§ Task description
Exactly reproduce the lines from the one holding "Thank you for the photograph. Please indicate the green foliage" through the final line of the listing below, with both ends included and nothing else.

§ Records to process
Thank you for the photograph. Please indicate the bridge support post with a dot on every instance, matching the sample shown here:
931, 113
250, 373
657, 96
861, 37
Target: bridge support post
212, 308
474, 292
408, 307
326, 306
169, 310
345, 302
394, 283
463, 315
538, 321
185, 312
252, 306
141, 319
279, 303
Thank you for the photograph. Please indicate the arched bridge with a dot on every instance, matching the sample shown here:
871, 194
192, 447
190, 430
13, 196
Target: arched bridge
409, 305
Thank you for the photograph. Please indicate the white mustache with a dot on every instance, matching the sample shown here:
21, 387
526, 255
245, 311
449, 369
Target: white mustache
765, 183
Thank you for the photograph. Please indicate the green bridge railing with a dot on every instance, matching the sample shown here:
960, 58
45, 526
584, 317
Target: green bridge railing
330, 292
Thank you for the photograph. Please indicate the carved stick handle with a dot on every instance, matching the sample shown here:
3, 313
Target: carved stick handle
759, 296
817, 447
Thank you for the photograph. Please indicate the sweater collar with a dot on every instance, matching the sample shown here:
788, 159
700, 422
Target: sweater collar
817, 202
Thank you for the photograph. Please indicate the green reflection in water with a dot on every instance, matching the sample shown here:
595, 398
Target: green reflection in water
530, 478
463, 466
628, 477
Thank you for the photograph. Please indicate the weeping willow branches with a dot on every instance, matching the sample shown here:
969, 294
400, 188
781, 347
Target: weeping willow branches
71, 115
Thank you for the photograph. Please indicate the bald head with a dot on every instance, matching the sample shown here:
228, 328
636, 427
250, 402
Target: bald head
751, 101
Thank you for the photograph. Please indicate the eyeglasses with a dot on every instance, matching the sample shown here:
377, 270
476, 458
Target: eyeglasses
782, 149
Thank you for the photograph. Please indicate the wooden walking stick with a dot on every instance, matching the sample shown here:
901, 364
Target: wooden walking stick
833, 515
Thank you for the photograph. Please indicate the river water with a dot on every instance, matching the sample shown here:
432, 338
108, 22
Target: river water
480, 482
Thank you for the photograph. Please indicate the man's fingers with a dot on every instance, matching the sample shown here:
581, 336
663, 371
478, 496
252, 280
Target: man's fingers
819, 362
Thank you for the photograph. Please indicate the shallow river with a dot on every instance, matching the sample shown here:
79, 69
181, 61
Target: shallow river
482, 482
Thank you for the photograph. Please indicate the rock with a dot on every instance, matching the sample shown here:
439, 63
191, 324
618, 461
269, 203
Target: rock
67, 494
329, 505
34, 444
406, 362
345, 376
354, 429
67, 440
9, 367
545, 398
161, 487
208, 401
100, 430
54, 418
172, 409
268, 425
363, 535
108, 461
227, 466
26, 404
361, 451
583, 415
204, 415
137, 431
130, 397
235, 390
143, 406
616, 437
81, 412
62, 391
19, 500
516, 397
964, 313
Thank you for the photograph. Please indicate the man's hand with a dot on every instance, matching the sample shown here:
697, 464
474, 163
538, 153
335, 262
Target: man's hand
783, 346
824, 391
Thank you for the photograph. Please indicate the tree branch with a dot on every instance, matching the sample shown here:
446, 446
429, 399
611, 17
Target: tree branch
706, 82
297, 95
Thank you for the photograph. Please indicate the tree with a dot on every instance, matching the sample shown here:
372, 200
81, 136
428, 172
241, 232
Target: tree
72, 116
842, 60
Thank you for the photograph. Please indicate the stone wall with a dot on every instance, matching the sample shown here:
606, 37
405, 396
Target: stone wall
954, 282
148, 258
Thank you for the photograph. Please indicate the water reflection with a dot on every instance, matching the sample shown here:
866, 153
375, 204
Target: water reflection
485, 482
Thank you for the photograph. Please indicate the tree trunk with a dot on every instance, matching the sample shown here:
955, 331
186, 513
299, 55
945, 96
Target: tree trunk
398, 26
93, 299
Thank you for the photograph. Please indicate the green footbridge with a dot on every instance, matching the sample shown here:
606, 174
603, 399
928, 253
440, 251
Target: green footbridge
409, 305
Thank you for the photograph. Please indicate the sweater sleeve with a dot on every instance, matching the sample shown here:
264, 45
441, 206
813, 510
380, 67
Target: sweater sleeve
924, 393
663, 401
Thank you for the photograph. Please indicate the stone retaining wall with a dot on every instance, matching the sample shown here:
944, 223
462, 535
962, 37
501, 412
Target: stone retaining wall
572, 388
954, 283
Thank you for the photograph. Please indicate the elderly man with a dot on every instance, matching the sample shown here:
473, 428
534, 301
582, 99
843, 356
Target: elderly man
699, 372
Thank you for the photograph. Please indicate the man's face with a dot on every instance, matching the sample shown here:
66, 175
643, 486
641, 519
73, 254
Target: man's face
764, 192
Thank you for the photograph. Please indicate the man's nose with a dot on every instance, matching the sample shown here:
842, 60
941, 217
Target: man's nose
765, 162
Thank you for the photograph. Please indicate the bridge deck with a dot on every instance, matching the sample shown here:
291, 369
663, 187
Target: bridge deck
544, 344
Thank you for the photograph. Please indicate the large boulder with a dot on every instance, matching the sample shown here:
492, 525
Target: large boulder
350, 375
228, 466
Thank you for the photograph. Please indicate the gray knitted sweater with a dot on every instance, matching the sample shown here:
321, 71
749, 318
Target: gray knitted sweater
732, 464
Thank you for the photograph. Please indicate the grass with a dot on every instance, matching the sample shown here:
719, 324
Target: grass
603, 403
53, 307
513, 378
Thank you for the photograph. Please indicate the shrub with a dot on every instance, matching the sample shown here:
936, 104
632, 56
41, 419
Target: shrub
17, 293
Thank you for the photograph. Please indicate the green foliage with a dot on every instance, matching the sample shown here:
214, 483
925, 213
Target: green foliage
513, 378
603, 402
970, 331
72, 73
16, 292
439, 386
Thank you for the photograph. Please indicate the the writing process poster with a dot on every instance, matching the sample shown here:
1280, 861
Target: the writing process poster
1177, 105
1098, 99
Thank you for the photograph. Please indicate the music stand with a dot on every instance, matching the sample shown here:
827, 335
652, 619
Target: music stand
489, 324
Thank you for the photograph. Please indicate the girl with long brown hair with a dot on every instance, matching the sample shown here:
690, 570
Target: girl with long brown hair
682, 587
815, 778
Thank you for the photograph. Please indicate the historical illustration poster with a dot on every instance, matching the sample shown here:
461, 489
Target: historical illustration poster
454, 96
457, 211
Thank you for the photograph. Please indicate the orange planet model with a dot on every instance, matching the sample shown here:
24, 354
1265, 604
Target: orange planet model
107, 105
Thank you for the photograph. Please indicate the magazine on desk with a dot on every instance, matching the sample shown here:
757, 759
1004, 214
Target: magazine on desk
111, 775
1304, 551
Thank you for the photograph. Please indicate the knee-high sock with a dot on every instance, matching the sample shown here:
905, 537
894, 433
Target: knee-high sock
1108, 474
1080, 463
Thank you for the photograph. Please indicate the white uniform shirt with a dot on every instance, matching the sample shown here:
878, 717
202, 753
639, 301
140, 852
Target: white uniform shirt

§ Full output
Thank you for the photograph. Please indicate the green foliage with a dot on every instance, matching the sample shown here:
214, 483
925, 213
Target: green foliage
513, 378
603, 402
970, 331
72, 73
16, 292
439, 386
Thank you for the photograph. Please indicate the the writing process poster with a dot on every instance, matching the sample shown here:
1280, 861
Target: the writing process poster
1177, 105
1098, 99
Thank you for the photograph. Please indicate the music stand with a dot on every instance, matching the sample shown here:
827, 335
652, 619
Target: music stand
489, 324
Thank you for the photograph. Please indicate the girl with long brown hair with a dot on every instance, matching the sample shown here:
690, 570
Target: girl with long brown hair
682, 587
815, 778
Thank you for the photograph. Please indicate the historical illustration poster with a dot on every instance, matching the sample shown here:
461, 489
Target: historical illustration poster
454, 96
457, 211
Thank you for the photograph. Please indicate the orange planet model with a dot on every instance, matching the sample shown here:
24, 354
1265, 604
Target: orange planet model
107, 105
Thank you for the photograph. Please indicate the magazine on desk with a dot on every instance, matching the sample shown here:
757, 759
1004, 214
Target: magazine on desk
111, 775
1304, 551
Thank you for the photograph. Please indicate the knee-high sock with a dot on every instance, matching the sample shown here:
905, 537
894, 433
Target: knee-high sock
1108, 474
1080, 463
Thank you for the photograph. Please indicate the white uniform shirt with a dot on every instance, matching the sample shown here:
878, 717
202, 753
639, 301
140, 852
Target: white uniform shirt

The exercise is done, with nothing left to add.